* What you should do *
Restate the full set of records exactly, without adding or dropping a word.

* Data section *
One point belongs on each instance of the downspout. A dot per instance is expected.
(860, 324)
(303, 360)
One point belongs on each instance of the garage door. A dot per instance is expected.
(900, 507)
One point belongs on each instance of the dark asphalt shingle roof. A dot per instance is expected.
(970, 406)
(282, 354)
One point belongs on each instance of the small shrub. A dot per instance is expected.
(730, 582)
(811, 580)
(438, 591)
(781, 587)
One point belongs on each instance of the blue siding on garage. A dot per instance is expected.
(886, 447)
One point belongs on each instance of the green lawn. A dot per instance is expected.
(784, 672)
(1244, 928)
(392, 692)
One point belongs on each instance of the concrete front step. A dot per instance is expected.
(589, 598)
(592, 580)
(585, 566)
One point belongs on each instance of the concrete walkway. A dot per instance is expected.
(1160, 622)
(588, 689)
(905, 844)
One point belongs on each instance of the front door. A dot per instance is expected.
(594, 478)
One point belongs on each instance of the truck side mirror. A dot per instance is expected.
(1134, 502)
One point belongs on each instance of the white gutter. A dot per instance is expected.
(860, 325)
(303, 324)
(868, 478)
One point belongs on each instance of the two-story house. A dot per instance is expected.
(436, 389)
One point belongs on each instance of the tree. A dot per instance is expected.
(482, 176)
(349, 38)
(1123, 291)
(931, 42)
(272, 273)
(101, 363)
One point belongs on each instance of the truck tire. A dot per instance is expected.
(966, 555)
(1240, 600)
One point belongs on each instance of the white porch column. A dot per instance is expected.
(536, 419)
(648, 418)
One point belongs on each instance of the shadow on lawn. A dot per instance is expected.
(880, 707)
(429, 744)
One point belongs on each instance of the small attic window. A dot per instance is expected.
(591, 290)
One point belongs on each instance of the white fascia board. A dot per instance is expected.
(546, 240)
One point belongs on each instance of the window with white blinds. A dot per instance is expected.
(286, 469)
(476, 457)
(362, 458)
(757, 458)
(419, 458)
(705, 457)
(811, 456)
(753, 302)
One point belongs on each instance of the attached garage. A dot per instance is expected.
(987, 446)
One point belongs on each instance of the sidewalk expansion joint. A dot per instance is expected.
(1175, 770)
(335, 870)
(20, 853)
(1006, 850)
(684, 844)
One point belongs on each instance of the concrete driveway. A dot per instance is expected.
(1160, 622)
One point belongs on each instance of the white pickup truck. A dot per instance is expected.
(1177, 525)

* Output for this task *
One point belongs on each instance of the downspout. A dot per instance is expected.
(860, 324)
(303, 360)
One point belongs on each instance of the garage door. A dot per instance is expected.
(900, 507)
One point belongs on each instance of the dark asphalt shingle roof. A dot per instance is expected.
(970, 406)
(282, 354)
One point belongs on each instance of the small shrub. A dot per instance is expected.
(730, 582)
(811, 580)
(438, 591)
(781, 587)
One point belongs on each instance of the blue siding on garage. A dot per instance is expected.
(886, 447)
One point belongs on each instance of the green lawn. A dot per instance is expected.
(784, 672)
(1244, 928)
(392, 692)
One point belongs on each instance of the concrete front step. A dot per instance is expected.
(589, 598)
(592, 580)
(585, 566)
One point belongs on each instance of the concrete walkway. A dot per instance is expected.
(1160, 622)
(588, 689)
(905, 844)
One point belongs on each instance of the front door. A dot per instance is expected.
(594, 478)
One point belongs on each instance of the truck side mirror. A dot per instance is expected.
(1134, 502)
One point belongs on each instance of the white gutter. A dot per instance is expected.
(860, 325)
(303, 324)
(868, 478)
One point belongs on each instance of the two-story house. A dot per instance is expected.
(436, 389)
One point belongs on each instance of the tree. A dot per instance is expected.
(482, 176)
(349, 38)
(1123, 291)
(931, 42)
(272, 273)
(101, 363)
One point belongs on each instance of the truck tire. A dot per instance is expected.
(966, 555)
(1240, 600)
One point belongs on each instance of the white porch column. A dot per instance is expected.
(536, 419)
(648, 418)
One point belongs on each instance of the shadow on lawn. A dot per instance is expected.
(880, 707)
(429, 744)
One point belongs on each instance of the small attic window. A dot per instance is expected.
(591, 290)
One point belongs on each instance of the white fascia board. A dot per instance is expected.
(546, 240)
One point belongs on each instance of the window with white blinds. A dot per instance is expected.
(286, 469)
(476, 457)
(362, 458)
(757, 458)
(419, 458)
(705, 457)
(811, 456)
(753, 302)
One point belongs on each instance of the attached garage. A dot per instance is expected.
(987, 446)
One point belongs on each instance of the sidewalk expansion joint. A dot per instance is expected.
(1175, 770)
(335, 870)
(20, 853)
(1006, 850)
(684, 844)
One point belongs on each instance of the concrete driveway. A dot per instance is expected.
(1160, 622)
One point belongs on each instance of the white pickup truck. A dot per instance is expected.
(1177, 525)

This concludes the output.